## [Exercise goal]
Present every line of the items below as a numbered list, skipping any blank lines and leaving out the pictures.

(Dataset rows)
────────────────────────────────────────

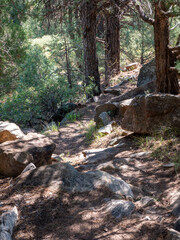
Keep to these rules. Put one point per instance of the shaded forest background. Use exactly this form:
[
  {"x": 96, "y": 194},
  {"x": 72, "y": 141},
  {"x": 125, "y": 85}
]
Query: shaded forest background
[{"x": 47, "y": 61}]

────────────────────────────────────────

## [The reply]
1. Keep to these rules. Put one point per instance of the shaded forest background. Use exactly this form:
2. [
3.   {"x": 96, "y": 194},
4.   {"x": 72, "y": 141},
5.   {"x": 125, "y": 85}
6. ]
7. Query: shaded forest background
8. [{"x": 47, "y": 61}]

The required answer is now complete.